Written problem 1:
State how many lines in the records contain the word "hedge". Give only the number.

Selected extract:
The opinion of the court was delivered by: Hon. Jeffrey T. Miller United States District Judge
ORDER DENYING MOTION SEEKING BAIL PENDING EXTRADITION/HABEAS PROCEEDINGS
Pending before this court is a motion for bail by Petitioner Karin Elena Causbie Gullers ("Causbie"), who is currently incarcerated and awaiting extradition to Mexico. Petitioner requests bail in the amount of a $20,000 cash bond. (Doc. No. 16.) The matter was taken under submission by the court following oral argument on January 12, 2009. After a review of the papers submitted by the parties, the arguments made at the hearing, and the applicable authorities, the court DENIES Petitioner's motion for bail.
I. Factual and Procedural Background
On March 27, 2006, the U.S. Attorney's Office filed a Complaint for Extradition against Causbie on behalf of Mexico, where she faces fraud charges stemming from an investment scheme to defraud American and Canadian retirees of over $700,000. (Doc. No. 16-2 at 2, Doc. No. 1 at 3-4.)
On March 29, 2006, Petitioner, a citizen of Mexico, the United States, and Sweden, was arrested at the San Diego airport while en route to her home in Sweden. (Doc. No. 20 at 2.) On July 20, 2006, Magistrate Judge Battaglia certified Causbie for extradition. (Case No. 06mj0603-AJB at Clerk's Record "CR" 16.) Causbie filed a petition for writ of habeas corpus pursuant to 28 U.S.C § 2241, which was denied by this court on January 8, 2007. (Doc. Nos. 1 and 9.) Causbie then appealed to the Court of Appeals for the Ninth Circuit (Case No. 07-55137). On September 16, 2008, the Ninth Circuit remanded the case for additional findings on whether the prosecution would be barred for lapse of the applicable statute of limitations under Mexican law. (Doc. No. 24.) Following the Ninth Circuit remand, the mandate was spread by this court and a review of the merits was set for hearing March 6, 2009. (Doc. No. 18.)
Petitioner now moves for release on bail pending the extradition hearing. In her motion, Petitioner argues her case presents "special circumstances" which warrant her release on bail and she poses no flight risk. (Doc. No. 16-2 at 3.) The government opposes the motion. (Doc. No. 20.)

Written problem 2:
Please answer these questions about the court order on bail, one per line:
(a) What amount of cash bond does the petitioner request?
(b) Where was the petitioner arrested on March 29, 2006?
(c) For what date was the hearing on the review of the merits set?

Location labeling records
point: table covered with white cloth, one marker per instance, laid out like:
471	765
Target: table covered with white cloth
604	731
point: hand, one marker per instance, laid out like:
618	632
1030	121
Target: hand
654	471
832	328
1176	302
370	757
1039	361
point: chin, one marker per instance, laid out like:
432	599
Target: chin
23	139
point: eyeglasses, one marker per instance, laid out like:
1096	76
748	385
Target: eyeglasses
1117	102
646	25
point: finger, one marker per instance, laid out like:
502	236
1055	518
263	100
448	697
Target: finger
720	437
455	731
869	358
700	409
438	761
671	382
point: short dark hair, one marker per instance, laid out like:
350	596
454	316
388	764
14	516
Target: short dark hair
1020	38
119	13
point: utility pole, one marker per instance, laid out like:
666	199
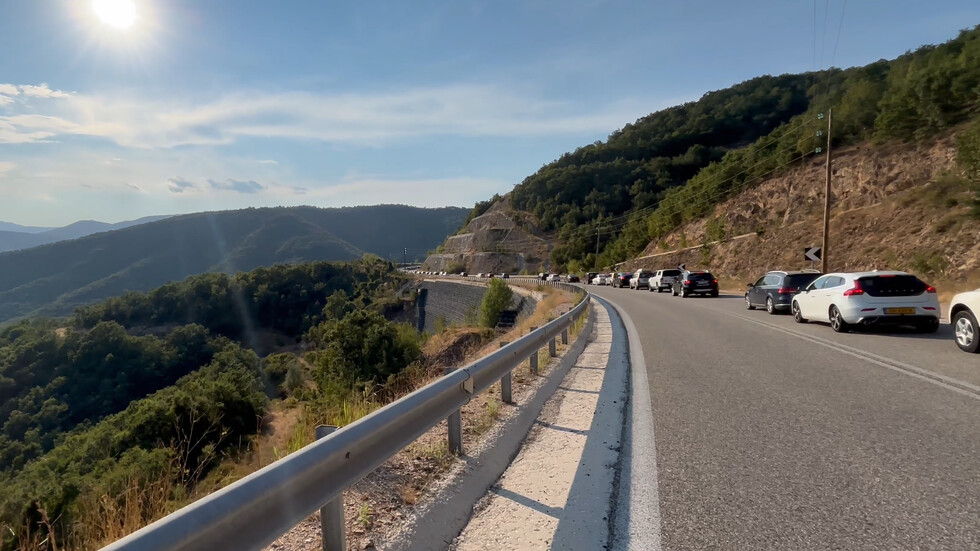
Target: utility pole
825	250
595	264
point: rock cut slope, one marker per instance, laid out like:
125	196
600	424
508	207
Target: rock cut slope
500	240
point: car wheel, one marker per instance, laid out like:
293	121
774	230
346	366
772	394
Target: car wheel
930	326
966	331
837	322
797	313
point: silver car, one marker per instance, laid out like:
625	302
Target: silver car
641	279
663	280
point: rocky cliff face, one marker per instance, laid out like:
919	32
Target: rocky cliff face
500	240
893	206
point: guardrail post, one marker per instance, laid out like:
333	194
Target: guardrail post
533	359
506	395
332	514
455	425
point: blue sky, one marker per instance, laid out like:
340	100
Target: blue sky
222	104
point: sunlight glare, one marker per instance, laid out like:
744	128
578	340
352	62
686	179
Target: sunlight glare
116	13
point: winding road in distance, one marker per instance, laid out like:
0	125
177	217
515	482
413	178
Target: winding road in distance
777	435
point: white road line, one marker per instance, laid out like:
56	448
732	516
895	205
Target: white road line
637	519
920	373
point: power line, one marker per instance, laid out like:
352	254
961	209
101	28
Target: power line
840	25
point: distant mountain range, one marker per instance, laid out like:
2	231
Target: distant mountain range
15	237
52	279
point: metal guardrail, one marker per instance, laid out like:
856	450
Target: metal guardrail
252	512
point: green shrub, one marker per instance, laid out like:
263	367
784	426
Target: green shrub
495	301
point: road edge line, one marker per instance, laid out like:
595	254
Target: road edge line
638	495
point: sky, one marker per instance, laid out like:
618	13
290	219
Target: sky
117	109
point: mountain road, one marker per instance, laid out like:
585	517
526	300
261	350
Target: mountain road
777	435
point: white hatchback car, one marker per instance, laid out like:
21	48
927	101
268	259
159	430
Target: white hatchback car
869	298
963	312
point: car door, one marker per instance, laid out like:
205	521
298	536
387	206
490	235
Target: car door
809	299
755	292
770	284
825	296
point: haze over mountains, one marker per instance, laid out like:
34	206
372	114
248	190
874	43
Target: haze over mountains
15	237
52	279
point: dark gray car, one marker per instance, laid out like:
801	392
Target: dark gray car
775	290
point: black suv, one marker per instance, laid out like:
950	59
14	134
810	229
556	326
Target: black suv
621	280
775	290
695	283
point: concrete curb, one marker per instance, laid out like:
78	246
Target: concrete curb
437	523
635	520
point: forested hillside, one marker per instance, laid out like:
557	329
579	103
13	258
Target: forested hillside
53	279
105	425
676	164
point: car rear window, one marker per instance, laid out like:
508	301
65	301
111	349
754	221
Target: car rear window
800	280
892	286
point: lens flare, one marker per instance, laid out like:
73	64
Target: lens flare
120	14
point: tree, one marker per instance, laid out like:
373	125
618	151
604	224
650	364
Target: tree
495	301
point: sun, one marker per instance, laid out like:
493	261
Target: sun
120	14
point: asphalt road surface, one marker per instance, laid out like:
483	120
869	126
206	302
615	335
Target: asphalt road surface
777	435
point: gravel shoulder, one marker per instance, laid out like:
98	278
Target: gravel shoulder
557	493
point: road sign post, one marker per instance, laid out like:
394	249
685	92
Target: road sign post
812	254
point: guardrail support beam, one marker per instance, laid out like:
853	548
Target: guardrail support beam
532	361
506	392
455	425
332	514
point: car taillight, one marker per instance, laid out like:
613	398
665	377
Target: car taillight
856	290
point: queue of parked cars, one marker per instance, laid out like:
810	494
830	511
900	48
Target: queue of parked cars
845	300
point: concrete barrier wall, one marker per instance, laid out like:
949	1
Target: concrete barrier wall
453	302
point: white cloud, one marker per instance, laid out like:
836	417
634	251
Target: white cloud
362	119
32	128
42	91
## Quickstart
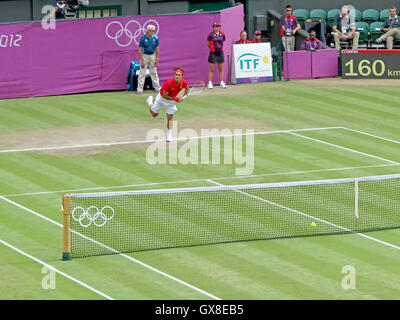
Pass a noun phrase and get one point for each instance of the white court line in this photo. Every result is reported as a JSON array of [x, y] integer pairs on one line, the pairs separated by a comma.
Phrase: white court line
[[344, 148], [197, 180], [152, 141], [372, 135], [56, 270], [113, 250], [314, 218]]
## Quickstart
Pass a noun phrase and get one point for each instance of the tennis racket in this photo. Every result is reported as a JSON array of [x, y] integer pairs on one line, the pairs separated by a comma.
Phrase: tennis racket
[[197, 88]]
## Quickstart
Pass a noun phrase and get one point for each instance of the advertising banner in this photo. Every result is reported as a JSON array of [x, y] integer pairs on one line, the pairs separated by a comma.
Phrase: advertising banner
[[252, 62], [70, 56]]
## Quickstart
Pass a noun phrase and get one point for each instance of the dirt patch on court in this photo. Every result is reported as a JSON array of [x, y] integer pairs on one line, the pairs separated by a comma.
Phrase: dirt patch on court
[[103, 139]]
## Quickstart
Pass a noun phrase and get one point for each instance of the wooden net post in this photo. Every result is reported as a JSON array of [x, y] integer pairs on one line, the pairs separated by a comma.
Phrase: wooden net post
[[66, 228]]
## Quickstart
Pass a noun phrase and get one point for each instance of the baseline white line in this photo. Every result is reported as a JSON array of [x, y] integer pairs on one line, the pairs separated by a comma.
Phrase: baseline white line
[[314, 218], [372, 135], [344, 148], [113, 250], [56, 270], [152, 141], [196, 180]]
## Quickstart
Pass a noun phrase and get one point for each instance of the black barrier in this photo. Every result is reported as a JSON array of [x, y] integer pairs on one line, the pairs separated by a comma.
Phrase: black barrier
[[370, 64]]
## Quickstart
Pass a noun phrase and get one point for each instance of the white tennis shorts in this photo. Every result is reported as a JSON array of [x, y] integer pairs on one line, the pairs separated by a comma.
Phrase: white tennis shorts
[[161, 103]]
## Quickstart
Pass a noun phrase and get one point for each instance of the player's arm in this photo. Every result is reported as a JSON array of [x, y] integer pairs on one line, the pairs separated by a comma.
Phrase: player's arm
[[140, 50], [298, 27], [168, 97], [186, 92], [157, 54]]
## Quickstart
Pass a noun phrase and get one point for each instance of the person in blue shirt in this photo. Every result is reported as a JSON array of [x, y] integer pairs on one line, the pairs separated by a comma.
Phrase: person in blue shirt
[[148, 53], [391, 27]]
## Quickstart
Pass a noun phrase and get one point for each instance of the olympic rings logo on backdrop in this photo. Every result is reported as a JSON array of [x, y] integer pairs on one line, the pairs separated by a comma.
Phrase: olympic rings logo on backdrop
[[92, 215], [132, 31]]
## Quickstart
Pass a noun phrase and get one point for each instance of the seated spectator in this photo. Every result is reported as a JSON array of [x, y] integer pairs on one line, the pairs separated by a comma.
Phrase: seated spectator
[[257, 36], [344, 27], [289, 27], [391, 27], [311, 43], [243, 38]]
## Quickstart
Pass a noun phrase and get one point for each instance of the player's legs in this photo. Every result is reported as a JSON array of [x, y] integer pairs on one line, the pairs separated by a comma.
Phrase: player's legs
[[170, 110], [337, 40], [170, 119], [210, 75], [221, 75], [142, 75], [153, 72], [155, 107], [356, 36]]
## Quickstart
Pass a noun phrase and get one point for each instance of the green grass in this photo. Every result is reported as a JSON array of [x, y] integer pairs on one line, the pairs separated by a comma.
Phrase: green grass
[[296, 268]]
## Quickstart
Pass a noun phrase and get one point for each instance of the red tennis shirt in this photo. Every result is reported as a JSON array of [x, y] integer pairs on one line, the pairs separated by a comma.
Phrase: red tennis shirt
[[172, 87]]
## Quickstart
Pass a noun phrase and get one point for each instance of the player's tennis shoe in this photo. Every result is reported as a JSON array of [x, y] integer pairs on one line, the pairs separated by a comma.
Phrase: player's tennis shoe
[[149, 100]]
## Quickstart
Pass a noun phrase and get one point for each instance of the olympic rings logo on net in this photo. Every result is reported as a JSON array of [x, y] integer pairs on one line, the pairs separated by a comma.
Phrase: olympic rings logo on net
[[92, 215], [132, 31]]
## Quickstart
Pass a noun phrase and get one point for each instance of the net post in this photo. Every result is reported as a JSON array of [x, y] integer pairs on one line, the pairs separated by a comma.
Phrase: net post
[[356, 199], [66, 228]]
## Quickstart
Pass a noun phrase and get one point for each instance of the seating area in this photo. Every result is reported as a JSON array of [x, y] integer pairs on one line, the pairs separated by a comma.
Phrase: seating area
[[368, 23]]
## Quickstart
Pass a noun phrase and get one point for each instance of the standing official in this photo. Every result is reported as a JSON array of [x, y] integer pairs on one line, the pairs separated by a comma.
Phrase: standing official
[[257, 36], [289, 27], [215, 42], [148, 53]]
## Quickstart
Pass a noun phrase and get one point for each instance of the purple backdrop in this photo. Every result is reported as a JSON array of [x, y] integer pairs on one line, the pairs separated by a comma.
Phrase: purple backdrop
[[310, 64], [95, 54]]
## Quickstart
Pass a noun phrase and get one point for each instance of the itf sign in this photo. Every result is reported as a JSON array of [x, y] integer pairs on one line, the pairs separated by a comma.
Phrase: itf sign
[[251, 62]]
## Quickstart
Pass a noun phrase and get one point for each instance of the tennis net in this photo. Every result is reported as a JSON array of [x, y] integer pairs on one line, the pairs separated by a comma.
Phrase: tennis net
[[116, 222]]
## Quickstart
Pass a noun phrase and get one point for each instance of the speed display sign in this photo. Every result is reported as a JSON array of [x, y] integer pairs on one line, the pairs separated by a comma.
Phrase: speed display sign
[[371, 64]]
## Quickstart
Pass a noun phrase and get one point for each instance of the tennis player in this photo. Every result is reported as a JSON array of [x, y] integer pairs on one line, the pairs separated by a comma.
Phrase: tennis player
[[215, 42], [167, 98]]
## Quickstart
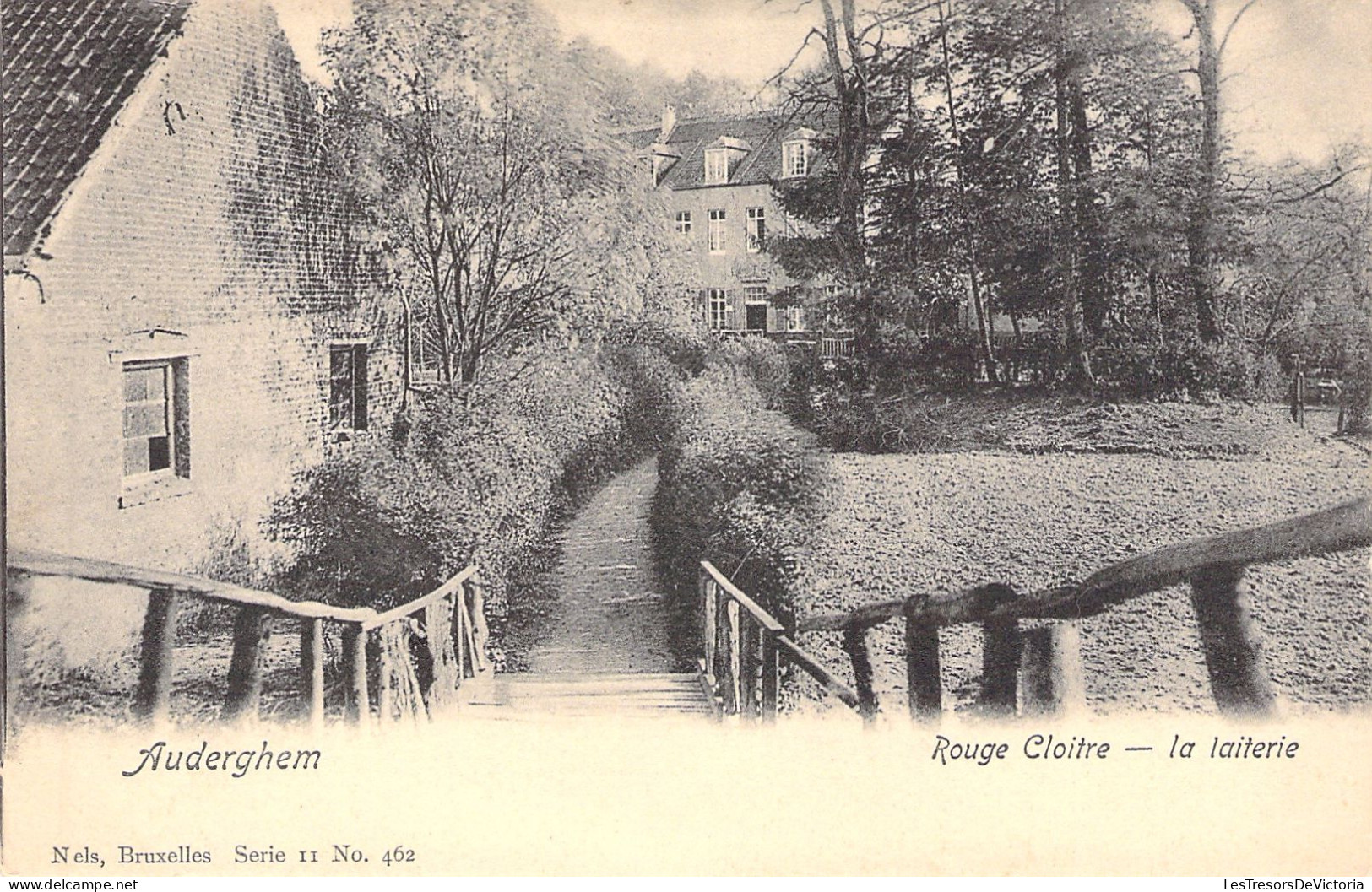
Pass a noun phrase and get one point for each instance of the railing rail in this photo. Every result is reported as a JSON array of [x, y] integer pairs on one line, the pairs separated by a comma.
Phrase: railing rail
[[1038, 670], [453, 627], [744, 646]]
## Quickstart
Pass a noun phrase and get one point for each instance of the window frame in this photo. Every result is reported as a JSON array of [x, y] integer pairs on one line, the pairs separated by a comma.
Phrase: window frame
[[718, 308], [169, 420], [175, 478], [756, 230], [717, 166], [358, 407], [789, 169], [715, 231]]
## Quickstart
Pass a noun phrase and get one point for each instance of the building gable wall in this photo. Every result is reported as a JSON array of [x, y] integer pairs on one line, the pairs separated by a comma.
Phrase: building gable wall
[[202, 214]]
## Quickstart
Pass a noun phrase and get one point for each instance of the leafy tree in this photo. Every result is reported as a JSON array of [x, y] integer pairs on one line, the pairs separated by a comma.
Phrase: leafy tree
[[493, 181]]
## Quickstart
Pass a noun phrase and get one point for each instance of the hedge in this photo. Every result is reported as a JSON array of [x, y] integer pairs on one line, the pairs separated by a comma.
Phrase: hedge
[[739, 484], [480, 480]]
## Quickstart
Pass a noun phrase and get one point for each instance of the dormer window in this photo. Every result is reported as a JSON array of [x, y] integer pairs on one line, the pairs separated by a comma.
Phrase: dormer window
[[794, 158], [717, 165]]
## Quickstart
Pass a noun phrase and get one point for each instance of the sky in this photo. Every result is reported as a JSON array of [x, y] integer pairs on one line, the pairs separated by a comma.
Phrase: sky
[[1299, 72]]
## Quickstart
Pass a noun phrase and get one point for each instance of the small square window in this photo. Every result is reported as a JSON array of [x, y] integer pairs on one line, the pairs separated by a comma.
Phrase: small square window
[[717, 231], [347, 387], [794, 158], [718, 309], [717, 166], [756, 230], [157, 420]]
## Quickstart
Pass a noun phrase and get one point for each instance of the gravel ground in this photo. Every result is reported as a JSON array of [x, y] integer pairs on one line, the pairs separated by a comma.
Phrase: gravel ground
[[946, 521]]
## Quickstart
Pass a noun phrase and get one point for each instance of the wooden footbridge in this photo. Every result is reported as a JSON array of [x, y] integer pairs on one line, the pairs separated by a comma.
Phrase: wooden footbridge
[[428, 657]]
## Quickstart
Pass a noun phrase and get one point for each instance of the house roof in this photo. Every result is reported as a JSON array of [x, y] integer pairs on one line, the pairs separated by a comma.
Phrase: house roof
[[762, 132], [69, 68]]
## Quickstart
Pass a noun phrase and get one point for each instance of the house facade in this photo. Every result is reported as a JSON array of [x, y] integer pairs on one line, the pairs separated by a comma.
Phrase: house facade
[[187, 320], [720, 177]]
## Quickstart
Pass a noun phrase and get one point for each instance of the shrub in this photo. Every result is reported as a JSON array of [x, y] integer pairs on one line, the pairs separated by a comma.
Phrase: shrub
[[739, 486], [478, 478]]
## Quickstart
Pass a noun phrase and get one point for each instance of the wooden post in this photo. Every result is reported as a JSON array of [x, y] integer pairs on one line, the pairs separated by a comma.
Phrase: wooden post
[[709, 594], [386, 690], [772, 674], [355, 657], [729, 641], [855, 642], [1001, 652], [480, 633], [748, 666], [1233, 649], [999, 666], [312, 668], [922, 668], [460, 635], [1049, 668], [153, 701], [252, 630]]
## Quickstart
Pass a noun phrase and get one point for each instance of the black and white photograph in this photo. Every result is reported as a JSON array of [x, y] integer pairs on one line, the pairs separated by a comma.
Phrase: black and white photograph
[[649, 430]]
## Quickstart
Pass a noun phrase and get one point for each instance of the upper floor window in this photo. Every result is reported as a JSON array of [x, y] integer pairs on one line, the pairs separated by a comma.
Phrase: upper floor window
[[794, 158], [347, 387], [718, 309], [756, 230], [717, 231], [157, 419], [717, 165]]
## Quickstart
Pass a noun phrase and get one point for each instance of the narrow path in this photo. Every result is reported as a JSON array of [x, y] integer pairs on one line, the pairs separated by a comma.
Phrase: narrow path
[[610, 615]]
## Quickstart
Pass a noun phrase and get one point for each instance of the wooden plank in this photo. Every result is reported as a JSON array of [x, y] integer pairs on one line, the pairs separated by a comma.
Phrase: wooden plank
[[999, 668], [1231, 644], [728, 663], [816, 670], [386, 690], [1332, 530], [1049, 670], [709, 597], [50, 565], [153, 700], [855, 644], [772, 675], [763, 618], [355, 659], [312, 668], [252, 630], [417, 604], [924, 673], [748, 635]]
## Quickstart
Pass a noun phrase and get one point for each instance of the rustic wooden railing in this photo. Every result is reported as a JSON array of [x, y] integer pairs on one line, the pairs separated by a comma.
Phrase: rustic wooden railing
[[744, 646], [1036, 670], [836, 348], [453, 627]]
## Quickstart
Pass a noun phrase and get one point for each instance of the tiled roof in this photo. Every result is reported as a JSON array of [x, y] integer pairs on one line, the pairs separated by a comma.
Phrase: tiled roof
[[763, 132], [69, 68]]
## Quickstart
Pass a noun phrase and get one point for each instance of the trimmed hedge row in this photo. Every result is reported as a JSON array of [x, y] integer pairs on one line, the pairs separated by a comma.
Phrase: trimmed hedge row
[[478, 480], [739, 484]]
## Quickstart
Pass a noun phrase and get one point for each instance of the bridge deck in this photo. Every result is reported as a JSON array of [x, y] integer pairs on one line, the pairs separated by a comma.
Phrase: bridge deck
[[586, 695]]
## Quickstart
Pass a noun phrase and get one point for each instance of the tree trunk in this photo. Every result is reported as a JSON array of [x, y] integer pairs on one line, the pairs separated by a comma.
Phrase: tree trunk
[[1069, 236], [969, 236], [1201, 250]]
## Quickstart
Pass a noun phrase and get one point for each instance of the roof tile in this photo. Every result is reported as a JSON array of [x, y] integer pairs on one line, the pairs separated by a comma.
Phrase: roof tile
[[69, 68]]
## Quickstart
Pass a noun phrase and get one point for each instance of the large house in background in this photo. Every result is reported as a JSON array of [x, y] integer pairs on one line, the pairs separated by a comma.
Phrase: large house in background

Written solution 1:
4

Written solution 2:
(a) $20,000
(b) At the San Diego airport
(c) March 6, 2009